#### PROVIDED PASSAGE:
This is a flashpoint in our nation’s history and our positions as physicians endow us with a certain amount of respect and authority and with that authority comes responsibility. Responsibility to have difficult conversations. It is not uncommon for us to have difficult conversations, like breaking bad news, discussing an adverse health outcome, but these conversations are about others. We need to have difficult conversations about ourselves. We need to reflect on our own biases and how these can affect the health outcomes of our minority patients and career trajectories of our minority colleagues.
In light of current events, I have chosen to rerelease episodes from earlier this year that should be thought provoking and allow us to reflect on the ivory tower, conservative institution that is medicine and how we can help to move the needle to improve health outcomes for our minority patients and the careers of our minority colleagues. One way to improve the former, is to improve the latter.
Max Jordan Nguemeni Tiako is a 5th year med student (out of 5) at the Yale School of Medicine and hosts his own podcast, Flip the Script, about healthcare disparities. He starts out discussing how some of what we learn about race being a risk factor for some diseases are a product of social constructs, not genetic predisposition. We then discuss racial disparities in substance-use disorder treatment. We then pivot from health disparities to physician training disparities. We learn about the hardships faced by minority medical students from microaggressions from students and faculty to disparities in grading and how this can affect career trajectory. He ends by discussing some pearls he has learned from his own podcast.
Mr. Tiako grew up in Yaounde, Cameroon, and moved to the US to attend Howard University, got a BS in in civil and environmental engineering and then a Masters in Bioengineering from the Georgia Institute of Technology. He is currently doing research connecting his civil/environmental engineering background to identify elements of urban design that can be leveraged to improve health outcomes and move the needle towards health equity. His research fellowship is at the Center for Emergency Care & Policy research at the University of Pennsylvania. He spends his free time writing about racism and medical education in the medical student magazine InTraining.

#### WORK INSTRUCTION:
Restate word for word the stretch of the physicians and bias text from "Mr. Tiako grew" through "student magazine InTraining.". The records play no part in the work on this text.

#### DATA UNDER STUDY:
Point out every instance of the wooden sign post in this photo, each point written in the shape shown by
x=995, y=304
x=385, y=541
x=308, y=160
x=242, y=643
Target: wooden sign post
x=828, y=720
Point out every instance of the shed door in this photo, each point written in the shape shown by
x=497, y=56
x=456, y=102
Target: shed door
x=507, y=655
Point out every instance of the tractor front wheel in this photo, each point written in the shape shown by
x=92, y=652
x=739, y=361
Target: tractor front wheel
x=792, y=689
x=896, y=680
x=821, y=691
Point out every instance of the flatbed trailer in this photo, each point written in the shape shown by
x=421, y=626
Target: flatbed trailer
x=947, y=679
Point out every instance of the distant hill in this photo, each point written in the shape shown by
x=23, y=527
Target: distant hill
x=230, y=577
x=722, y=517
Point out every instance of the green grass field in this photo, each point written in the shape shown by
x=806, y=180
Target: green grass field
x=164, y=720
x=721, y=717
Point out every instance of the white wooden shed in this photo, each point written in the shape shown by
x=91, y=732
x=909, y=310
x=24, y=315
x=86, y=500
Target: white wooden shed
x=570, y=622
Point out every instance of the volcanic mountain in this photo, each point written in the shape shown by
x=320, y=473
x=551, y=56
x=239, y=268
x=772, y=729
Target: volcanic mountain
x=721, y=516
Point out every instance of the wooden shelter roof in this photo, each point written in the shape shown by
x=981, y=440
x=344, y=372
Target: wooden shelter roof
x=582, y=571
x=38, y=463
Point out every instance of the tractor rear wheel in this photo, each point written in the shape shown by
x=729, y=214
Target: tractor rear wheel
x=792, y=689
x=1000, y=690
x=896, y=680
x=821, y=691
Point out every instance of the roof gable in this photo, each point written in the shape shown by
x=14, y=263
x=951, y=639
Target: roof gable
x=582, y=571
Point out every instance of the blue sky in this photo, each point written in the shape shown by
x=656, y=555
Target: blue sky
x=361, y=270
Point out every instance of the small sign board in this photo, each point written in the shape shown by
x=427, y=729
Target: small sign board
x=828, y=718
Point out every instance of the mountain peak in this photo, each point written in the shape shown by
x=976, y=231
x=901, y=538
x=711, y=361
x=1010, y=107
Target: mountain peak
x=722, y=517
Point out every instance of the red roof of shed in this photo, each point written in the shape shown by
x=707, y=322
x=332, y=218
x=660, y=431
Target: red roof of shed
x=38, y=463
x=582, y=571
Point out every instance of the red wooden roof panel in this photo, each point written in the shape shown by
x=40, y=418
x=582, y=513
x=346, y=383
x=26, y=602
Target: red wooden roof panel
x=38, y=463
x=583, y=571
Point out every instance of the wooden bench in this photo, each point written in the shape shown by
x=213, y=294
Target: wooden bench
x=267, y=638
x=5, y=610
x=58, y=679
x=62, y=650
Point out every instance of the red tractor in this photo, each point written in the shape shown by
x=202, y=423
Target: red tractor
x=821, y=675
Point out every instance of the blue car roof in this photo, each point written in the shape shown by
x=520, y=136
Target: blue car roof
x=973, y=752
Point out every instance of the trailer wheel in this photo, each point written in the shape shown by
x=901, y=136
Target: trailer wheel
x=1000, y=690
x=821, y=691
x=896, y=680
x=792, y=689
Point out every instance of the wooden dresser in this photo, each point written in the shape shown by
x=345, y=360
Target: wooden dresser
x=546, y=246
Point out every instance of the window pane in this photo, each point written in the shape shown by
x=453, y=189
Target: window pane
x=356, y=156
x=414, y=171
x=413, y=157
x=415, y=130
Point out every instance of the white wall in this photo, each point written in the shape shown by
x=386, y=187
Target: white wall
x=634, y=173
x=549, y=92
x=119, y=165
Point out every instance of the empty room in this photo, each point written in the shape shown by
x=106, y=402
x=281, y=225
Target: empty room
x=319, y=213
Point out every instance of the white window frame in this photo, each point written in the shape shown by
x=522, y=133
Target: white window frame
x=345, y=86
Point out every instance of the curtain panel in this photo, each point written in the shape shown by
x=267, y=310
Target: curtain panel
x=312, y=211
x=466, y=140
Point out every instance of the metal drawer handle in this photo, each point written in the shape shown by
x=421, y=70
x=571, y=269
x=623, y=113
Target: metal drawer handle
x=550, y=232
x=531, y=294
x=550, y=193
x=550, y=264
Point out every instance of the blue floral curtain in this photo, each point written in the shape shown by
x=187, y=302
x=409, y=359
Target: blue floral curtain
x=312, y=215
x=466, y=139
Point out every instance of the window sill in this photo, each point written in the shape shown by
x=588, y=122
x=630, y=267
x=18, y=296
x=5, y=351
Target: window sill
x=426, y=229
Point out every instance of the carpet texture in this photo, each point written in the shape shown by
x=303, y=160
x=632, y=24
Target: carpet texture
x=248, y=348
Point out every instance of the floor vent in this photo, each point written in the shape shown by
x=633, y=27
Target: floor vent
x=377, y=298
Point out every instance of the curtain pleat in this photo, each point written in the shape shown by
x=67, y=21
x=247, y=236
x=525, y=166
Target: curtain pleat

#### TASK RESULT:
Mr. Tiako grew up in Yaounde, Cameroon, and moved to the US to attend Howard University, got a BS in in civil and environmental engineering and then a Masters in Bioengineering from the Georgia Institute of Technology. He is currently doing research connecting his civil/environmental engineering background to identify elements of urban design that can be leveraged to improve health outcomes and move the needle towards health equity. His research fellowship is at the Center for Emergency Care & Policy research at the University of Pennsylvania. He spends his free time writing about racism and medical education in the medical student magazine InTraining.